• [Work to complete]:
Read the listing and extract each line that includes the word "cadillac".
=== Begin Enclosure ===
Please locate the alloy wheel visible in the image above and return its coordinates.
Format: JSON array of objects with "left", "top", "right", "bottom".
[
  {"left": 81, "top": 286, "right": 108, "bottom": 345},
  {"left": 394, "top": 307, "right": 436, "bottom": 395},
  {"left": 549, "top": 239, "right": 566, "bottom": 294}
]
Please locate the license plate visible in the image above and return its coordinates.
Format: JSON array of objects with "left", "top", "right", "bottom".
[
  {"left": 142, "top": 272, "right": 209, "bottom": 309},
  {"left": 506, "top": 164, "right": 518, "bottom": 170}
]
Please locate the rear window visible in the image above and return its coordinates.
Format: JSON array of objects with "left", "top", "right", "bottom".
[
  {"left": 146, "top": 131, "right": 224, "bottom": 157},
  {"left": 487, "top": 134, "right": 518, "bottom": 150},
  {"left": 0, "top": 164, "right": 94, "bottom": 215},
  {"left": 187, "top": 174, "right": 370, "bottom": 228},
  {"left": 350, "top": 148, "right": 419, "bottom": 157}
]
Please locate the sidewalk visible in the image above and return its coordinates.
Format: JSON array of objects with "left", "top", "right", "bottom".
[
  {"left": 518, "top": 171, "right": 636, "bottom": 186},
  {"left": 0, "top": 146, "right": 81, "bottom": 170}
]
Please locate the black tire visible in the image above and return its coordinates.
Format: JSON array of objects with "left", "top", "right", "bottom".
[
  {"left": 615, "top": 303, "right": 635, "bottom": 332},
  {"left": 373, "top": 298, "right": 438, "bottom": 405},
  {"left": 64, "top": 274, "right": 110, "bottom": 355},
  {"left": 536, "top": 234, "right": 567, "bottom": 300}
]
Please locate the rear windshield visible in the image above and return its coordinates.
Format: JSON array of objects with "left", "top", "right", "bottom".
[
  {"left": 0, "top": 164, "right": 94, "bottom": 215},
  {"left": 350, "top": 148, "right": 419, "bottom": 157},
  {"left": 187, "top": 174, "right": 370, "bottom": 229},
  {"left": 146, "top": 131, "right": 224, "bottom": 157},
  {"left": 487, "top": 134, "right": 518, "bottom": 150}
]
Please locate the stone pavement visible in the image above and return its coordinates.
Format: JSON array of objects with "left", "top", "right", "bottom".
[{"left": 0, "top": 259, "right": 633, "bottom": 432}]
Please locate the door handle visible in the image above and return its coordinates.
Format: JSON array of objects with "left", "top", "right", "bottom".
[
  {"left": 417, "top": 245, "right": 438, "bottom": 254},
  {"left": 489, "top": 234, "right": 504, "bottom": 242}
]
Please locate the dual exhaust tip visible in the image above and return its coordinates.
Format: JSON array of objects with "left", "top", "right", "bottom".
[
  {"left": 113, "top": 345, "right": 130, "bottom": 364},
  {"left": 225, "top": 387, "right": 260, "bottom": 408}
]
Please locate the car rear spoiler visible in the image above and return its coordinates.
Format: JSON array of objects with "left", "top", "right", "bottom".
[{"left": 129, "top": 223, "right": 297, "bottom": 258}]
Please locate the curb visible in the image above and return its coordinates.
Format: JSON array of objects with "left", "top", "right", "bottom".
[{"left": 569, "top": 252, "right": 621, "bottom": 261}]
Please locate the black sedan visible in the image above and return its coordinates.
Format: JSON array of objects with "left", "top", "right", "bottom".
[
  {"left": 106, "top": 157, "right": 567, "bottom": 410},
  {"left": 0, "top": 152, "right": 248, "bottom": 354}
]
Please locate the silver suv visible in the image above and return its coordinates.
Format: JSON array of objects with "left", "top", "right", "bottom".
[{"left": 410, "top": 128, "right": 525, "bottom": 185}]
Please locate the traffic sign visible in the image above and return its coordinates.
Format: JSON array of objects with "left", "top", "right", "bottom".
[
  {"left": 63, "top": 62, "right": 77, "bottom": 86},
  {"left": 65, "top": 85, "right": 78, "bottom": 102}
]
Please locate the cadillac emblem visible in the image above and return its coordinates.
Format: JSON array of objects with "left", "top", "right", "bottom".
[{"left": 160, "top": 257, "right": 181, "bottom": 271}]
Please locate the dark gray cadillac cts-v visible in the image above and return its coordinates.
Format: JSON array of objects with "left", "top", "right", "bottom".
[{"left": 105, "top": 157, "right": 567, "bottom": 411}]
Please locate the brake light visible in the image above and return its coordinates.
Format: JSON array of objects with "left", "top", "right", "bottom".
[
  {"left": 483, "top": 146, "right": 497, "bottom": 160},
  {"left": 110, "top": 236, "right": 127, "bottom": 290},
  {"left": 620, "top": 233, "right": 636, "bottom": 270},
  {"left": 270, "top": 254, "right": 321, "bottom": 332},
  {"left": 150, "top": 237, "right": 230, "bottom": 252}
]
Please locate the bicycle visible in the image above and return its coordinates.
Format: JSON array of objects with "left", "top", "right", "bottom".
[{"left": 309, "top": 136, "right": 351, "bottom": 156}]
=== End Enclosure ===
• [Solution to the problem]:
Please locate the cadillac emblem visible in the image above and return its coordinates.
Please locate the dark gray cadillac cts-v visible in the image above and return its coordinates.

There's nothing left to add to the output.